— Exercise goal —
An exact copy of the records is required, minus the pictures they hold.

— Dataset entries —

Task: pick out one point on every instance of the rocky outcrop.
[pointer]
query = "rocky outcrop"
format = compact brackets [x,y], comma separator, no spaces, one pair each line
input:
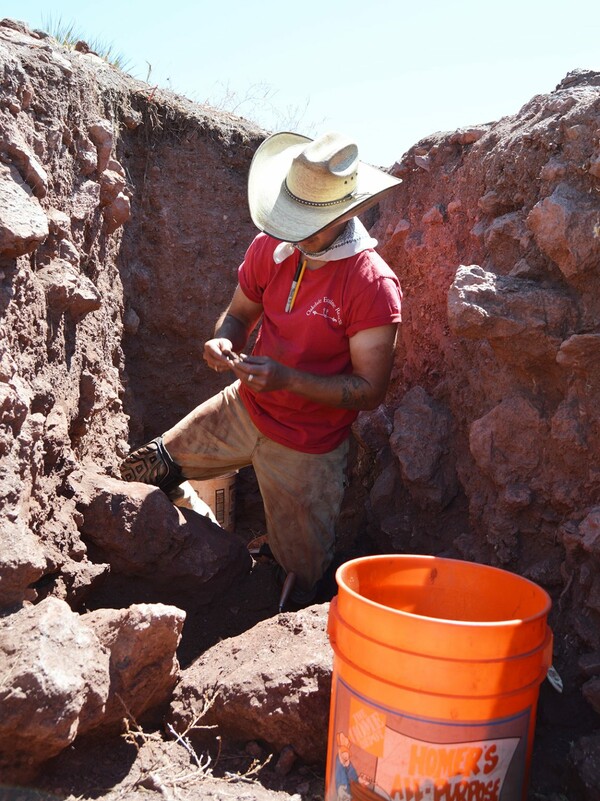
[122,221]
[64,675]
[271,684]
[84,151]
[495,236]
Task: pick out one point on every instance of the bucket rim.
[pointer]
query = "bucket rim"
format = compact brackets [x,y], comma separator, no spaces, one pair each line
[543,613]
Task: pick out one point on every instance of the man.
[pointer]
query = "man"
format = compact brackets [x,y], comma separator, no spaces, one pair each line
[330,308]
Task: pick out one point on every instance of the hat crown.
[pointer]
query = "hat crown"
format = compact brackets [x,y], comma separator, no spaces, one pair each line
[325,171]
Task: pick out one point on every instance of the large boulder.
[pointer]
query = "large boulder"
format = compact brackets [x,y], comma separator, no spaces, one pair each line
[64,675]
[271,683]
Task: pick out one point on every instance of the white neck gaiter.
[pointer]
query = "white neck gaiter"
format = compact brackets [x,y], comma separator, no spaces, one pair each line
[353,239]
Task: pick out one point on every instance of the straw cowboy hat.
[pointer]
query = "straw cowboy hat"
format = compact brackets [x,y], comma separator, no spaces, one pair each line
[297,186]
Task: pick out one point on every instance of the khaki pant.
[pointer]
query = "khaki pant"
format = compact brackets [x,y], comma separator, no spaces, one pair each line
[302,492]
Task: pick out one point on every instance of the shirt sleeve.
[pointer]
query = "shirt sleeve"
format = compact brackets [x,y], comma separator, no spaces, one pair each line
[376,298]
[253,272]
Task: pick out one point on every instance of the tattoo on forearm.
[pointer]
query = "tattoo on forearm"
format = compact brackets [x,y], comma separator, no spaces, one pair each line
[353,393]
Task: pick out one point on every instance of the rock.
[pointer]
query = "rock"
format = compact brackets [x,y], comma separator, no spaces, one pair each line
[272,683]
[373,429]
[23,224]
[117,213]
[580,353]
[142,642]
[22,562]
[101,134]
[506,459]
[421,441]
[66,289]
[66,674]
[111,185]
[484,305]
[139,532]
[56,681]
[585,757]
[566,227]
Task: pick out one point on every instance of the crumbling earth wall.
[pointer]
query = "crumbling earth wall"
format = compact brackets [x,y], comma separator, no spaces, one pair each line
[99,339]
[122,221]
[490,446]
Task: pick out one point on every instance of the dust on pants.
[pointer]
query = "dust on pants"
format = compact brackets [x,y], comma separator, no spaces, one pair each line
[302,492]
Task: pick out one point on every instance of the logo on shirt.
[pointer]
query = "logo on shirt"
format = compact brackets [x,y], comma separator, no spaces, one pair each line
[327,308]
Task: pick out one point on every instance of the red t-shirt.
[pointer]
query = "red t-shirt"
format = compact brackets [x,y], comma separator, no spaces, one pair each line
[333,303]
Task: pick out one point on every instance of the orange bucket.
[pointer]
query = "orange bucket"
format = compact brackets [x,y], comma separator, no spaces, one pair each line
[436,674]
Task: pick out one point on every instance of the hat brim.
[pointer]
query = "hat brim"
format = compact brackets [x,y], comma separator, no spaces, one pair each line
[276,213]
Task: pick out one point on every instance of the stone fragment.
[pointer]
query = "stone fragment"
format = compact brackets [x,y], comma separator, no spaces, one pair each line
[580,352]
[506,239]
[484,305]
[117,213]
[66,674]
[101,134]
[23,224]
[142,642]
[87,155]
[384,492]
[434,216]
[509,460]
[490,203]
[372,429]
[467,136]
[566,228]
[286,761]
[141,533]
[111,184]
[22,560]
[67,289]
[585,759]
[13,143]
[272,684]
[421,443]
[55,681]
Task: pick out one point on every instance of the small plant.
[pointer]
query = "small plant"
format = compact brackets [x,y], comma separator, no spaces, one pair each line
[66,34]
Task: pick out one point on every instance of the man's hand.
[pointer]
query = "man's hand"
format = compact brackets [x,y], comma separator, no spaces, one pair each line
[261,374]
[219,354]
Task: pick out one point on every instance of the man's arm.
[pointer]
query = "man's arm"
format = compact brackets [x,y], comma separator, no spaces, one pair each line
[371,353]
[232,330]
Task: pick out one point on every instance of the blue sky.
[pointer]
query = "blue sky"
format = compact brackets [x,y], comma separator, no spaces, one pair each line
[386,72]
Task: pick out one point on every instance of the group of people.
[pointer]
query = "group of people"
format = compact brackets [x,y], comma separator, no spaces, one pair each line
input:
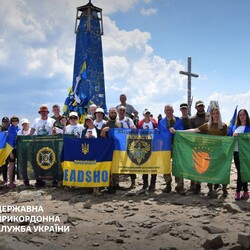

— Written reply —
Task: pick out one point on every instance of the rocky outcrop.
[pointer]
query = "rocky outcrop"
format = compact brackets [x,y], comma separator, no spaces, one pair each line
input:
[122,221]
[64,675]
[271,684]
[84,151]
[495,236]
Task: pick out one point on every instance of the bucket rim.
[pointer]
query = "bucket rim"
format = compact brackets [x,y], comma separator, no spaces, one pair each line
[543,613]
Task: pick out one point on every instance of the man.
[pointer]
query = "man"
format = compact brackets [x,y], comma separator, no spaces, one pair each line
[330,308]
Task: pick out one point on every instance of the hat crown.
[pointer]
query = "hat crown"
format = compact brackets [x,y], comma separator, no spaces, one pair each line
[325,171]
Task: pick out one point on every instance of the large boulder.
[pointer]
query = "large boulder"
format = compact brackets [x,y], comma separator, no spaces, one pair each line
[64,675]
[271,683]
Task: pick out one point on every instance of the white neck gaiter.
[pointer]
query = "white neck gaiter"
format = compact brackets [x,y], comma separator, no spaces, one pair each line
[353,239]
Task: pick out one point on every instance of the straw cowboy hat.
[pointer]
query = "straw cowboy hat"
format = compact brackets [x,y], comma separator, no spaces, one pair each line
[297,186]
Task: pick out one point on every instance of the khaki pant.
[pointer]
query = "khaki pant"
format = compact brackets [x,y], comma separator, no spaces, one pair each line
[302,492]
Task: pick out one point on every instance of the shirt sleeve.
[pointer]
query = "shirt sleeve"
format = compact brackets [x,y], comma separator, no spaces, one pair each line
[376,298]
[253,272]
Task: pick out one point on every instance of the tattoo on forearm.
[pointer]
query = "tattoo on forearm"
format = compact brackets [x,y], comma separator, no spaces, one pair each line
[353,393]
Task: pick out one point on every instance of the rock.
[pointer]
query = "rock"
format = compact brackets [x,y], comma separator, no spaces, one pair each line
[272,683]
[373,429]
[23,224]
[117,213]
[580,353]
[142,642]
[22,562]
[101,134]
[506,459]
[421,441]
[66,289]
[66,674]
[111,185]
[484,305]
[139,532]
[56,681]
[585,757]
[566,227]
Task: pick out one point on every instance of the crumbling earth wall.
[pointer]
query = "crumbling earth wall"
format = compact brackets [x,y], comma separator, no spaces, one pair each line
[99,339]
[122,221]
[490,446]
Task: pick out one point on every instance of the dust on pants.
[pointer]
query = "dust on pants"
format = compact brackets [x,y], comma separator, no spaces, one pair each line
[302,492]
Task: pick out one point on every instance of the logo on shirt.
[pointer]
query = "logo on shirt"
format = compact brackets [x,y], comma separator, no spaces, one pair each line
[327,308]
Task: pick out one point on every instance of the red t-shirt.
[pointer]
query = "red t-shirt"
format = compact brackets [x,y], comma separator, no spaces, one pair each line
[333,303]
Task: pick out one point on every instance of the orange bucket.
[pointer]
query = "orange bucket"
format = compact brackets [x,y], comma separator, no spaces, one pair each line
[436,674]
Task: pick out one point on every instance of the hat brim.
[pointer]
query = "hat brim"
format = compact brackets [x,y], comma separator, no spaces, one pair each line
[276,213]
Task: pick out one point on every instance of the stone fragment.
[pointer]
query = "stone fragment"
format = compact brackets [x,y], comma separator, no spaces, one pair each line
[580,352]
[506,239]
[484,305]
[117,213]
[66,674]
[101,134]
[23,224]
[142,642]
[87,155]
[384,492]
[434,216]
[509,460]
[490,203]
[372,429]
[467,136]
[566,228]
[286,761]
[141,533]
[111,184]
[22,560]
[67,289]
[585,759]
[13,143]
[272,684]
[421,443]
[55,681]
Task: pick out one point on every instance of the small plant.
[pointer]
query = "small plant"
format = compact brackets [x,y], comma separator, no spaces, one pair each line
[66,34]
Task: pick out one point on every instance of the man's hand.
[pointer]
query = "man's hand"
format = compact brackets [x,y], comma separator, no spaces, one pair each line
[261,374]
[219,354]
Task: pick out one point on every instance of the man's arm.
[pointer]
query = "man's arm"
format = compact brackets [x,y], comma separator, no spaces, one pair each line
[371,353]
[232,330]
Task: pick out one point on every instance of the blue sky.
[pointer]
query = "blue sky"
format = compact brackets [x,y], comma separator, no spaces, one pair each line
[386,72]
Task: pick out one point on every instance of the group of people.
[pointer]
query = "group of people"
format = compact brackets [x,y], comma separator, no spaces, one pair each line
input:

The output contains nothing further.